RECORD LIST

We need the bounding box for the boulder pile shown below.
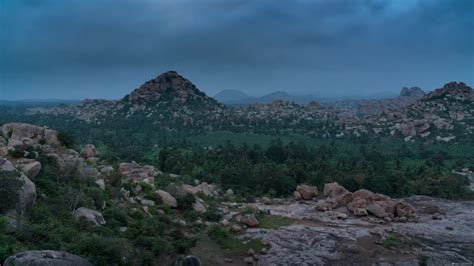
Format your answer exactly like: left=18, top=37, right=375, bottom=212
left=294, top=182, right=416, bottom=222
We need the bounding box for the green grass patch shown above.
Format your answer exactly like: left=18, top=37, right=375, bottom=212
left=258, top=215, right=293, bottom=229
left=208, top=226, right=265, bottom=256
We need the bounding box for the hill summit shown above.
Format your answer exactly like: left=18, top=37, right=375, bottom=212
left=124, top=71, right=217, bottom=104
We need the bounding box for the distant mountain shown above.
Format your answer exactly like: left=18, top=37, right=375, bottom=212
left=218, top=91, right=317, bottom=106
left=0, top=99, right=81, bottom=107
left=213, top=90, right=251, bottom=103
left=123, top=71, right=218, bottom=108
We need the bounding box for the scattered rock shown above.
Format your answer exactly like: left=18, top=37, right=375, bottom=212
left=155, top=189, right=178, bottom=208
left=74, top=207, right=106, bottom=226
left=140, top=199, right=155, bottom=207
left=353, top=208, right=368, bottom=216
left=293, top=191, right=303, bottom=201
left=230, top=224, right=242, bottom=233
left=95, top=179, right=105, bottom=190
left=244, top=257, right=253, bottom=264
left=21, top=161, right=41, bottom=178
left=4, top=250, right=92, bottom=266
left=81, top=144, right=97, bottom=159
left=193, top=200, right=207, bottom=213
left=296, top=185, right=318, bottom=200
left=247, top=248, right=255, bottom=257
left=242, top=214, right=259, bottom=227
left=366, top=203, right=387, bottom=219
left=431, top=212, right=443, bottom=220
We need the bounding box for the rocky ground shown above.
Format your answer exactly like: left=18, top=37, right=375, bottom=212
left=247, top=196, right=474, bottom=265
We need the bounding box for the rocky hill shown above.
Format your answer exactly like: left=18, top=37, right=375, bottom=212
left=0, top=123, right=474, bottom=265
left=13, top=71, right=474, bottom=142
left=324, top=87, right=425, bottom=117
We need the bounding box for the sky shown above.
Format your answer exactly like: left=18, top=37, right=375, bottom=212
left=0, top=0, right=474, bottom=100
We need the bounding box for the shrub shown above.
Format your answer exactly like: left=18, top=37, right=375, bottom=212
left=58, top=131, right=75, bottom=148
left=0, top=171, right=21, bottom=214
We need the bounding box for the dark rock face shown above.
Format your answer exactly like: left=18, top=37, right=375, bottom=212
left=426, top=82, right=474, bottom=101
left=125, top=71, right=221, bottom=104
left=4, top=250, right=92, bottom=266
left=400, top=87, right=425, bottom=98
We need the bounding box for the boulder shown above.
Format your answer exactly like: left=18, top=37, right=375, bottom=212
left=315, top=200, right=336, bottom=211
left=140, top=199, right=155, bottom=207
left=195, top=182, right=215, bottom=196
left=21, top=161, right=41, bottom=178
left=81, top=144, right=97, bottom=159
left=100, top=165, right=114, bottom=175
left=0, top=157, right=36, bottom=215
left=293, top=191, right=303, bottom=201
left=17, top=174, right=36, bottom=215
left=95, top=179, right=105, bottom=190
left=119, top=162, right=157, bottom=187
left=74, top=207, right=106, bottom=226
left=296, top=185, right=318, bottom=200
left=366, top=203, right=388, bottom=219
left=193, top=200, right=207, bottom=213
left=242, top=214, right=259, bottom=227
left=336, top=192, right=353, bottom=207
left=354, top=208, right=368, bottom=216
left=347, top=197, right=367, bottom=212
left=174, top=255, right=201, bottom=266
left=0, top=157, right=16, bottom=172
left=323, top=182, right=349, bottom=198
left=155, top=189, right=178, bottom=208
left=1, top=123, right=60, bottom=147
left=352, top=189, right=374, bottom=202
left=3, top=250, right=92, bottom=266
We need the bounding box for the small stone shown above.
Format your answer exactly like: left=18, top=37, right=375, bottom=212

EXERCISE
Reproduce every one of the records above word for word, omitting the picture.

SOLUTION BELOW
We need the bounding box for the boulder pile shown below.
Format your answer exactly like: left=18, top=37, right=375, bottom=212
left=294, top=182, right=416, bottom=222
We need the bounding box for the green grass patch shown above.
Format your answer exactly like: left=18, top=37, right=375, bottom=212
left=258, top=215, right=293, bottom=229
left=208, top=226, right=265, bottom=256
We need the bounding box for the hill summit shown above.
Format your answer exactly like: left=18, top=37, right=375, bottom=212
left=124, top=71, right=217, bottom=104
We need the bounding box for the distant mountain shown above.
Format your answer exactly like: left=18, top=37, right=375, bottom=212
left=218, top=91, right=317, bottom=106
left=0, top=99, right=81, bottom=107
left=213, top=90, right=251, bottom=103
left=123, top=71, right=218, bottom=108
We need the bounding box for the scattered rock shown above.
Format your answer exactly like: left=18, top=37, right=375, bottom=212
left=155, top=189, right=178, bottom=208
left=74, top=207, right=106, bottom=226
left=140, top=199, right=155, bottom=207
left=353, top=208, right=368, bottom=216
left=293, top=191, right=303, bottom=201
left=230, top=224, right=242, bottom=233
left=95, top=179, right=105, bottom=190
left=244, top=257, right=253, bottom=264
left=21, top=161, right=41, bottom=178
left=4, top=250, right=92, bottom=266
left=81, top=144, right=97, bottom=159
left=193, top=200, right=207, bottom=213
left=296, top=185, right=318, bottom=200
left=247, top=248, right=255, bottom=257
left=242, top=214, right=259, bottom=227
left=366, top=203, right=387, bottom=219
left=431, top=212, right=443, bottom=220
We need the bounding box for the rocky ground shown above.
Format your answer exactly like: left=18, top=37, right=375, bottom=212
left=247, top=196, right=474, bottom=265
We need the bounding box for the rocky hill shown above.
Format your answer exactly like: left=18, top=37, right=375, bottom=212
left=0, top=123, right=474, bottom=265
left=13, top=71, right=474, bottom=142
left=324, top=87, right=425, bottom=117
We need the bounding box for the sky shown above.
Format your answer exactly like: left=18, top=37, right=375, bottom=212
left=0, top=0, right=474, bottom=100
We need the bounding box for the shrub shown above.
Format your answer exactly like: left=18, top=37, right=375, bottom=212
left=58, top=131, right=75, bottom=148
left=0, top=171, right=21, bottom=214
We need the bounding box for the dark rock face shown above.
Format your answer exactly like: left=18, top=37, right=375, bottom=212
left=426, top=82, right=474, bottom=101
left=125, top=71, right=221, bottom=104
left=4, top=250, right=92, bottom=266
left=400, top=87, right=425, bottom=98
We need the bounding box for the boulder shown above.
Format your answer exactly like: left=18, top=37, right=375, bottom=212
left=315, top=200, right=336, bottom=211
left=140, top=199, right=155, bottom=207
left=195, top=182, right=215, bottom=196
left=21, top=161, right=41, bottom=178
left=81, top=144, right=97, bottom=159
left=100, top=165, right=114, bottom=175
left=0, top=157, right=36, bottom=215
left=293, top=191, right=303, bottom=201
left=17, top=174, right=36, bottom=215
left=95, top=179, right=105, bottom=190
left=119, top=162, right=157, bottom=187
left=74, top=207, right=106, bottom=226
left=296, top=185, right=318, bottom=200
left=366, top=203, right=388, bottom=219
left=193, top=200, right=207, bottom=213
left=242, top=214, right=259, bottom=227
left=336, top=192, right=353, bottom=207
left=354, top=208, right=368, bottom=216
left=347, top=197, right=367, bottom=212
left=174, top=255, right=201, bottom=266
left=0, top=157, right=16, bottom=172
left=323, top=182, right=349, bottom=198
left=155, top=189, right=178, bottom=208
left=1, top=123, right=60, bottom=147
left=352, top=189, right=374, bottom=202
left=3, top=250, right=92, bottom=266
We need the bounding box for the small stone shown above.
Format your answer exactly like: left=18, top=37, right=375, bottom=212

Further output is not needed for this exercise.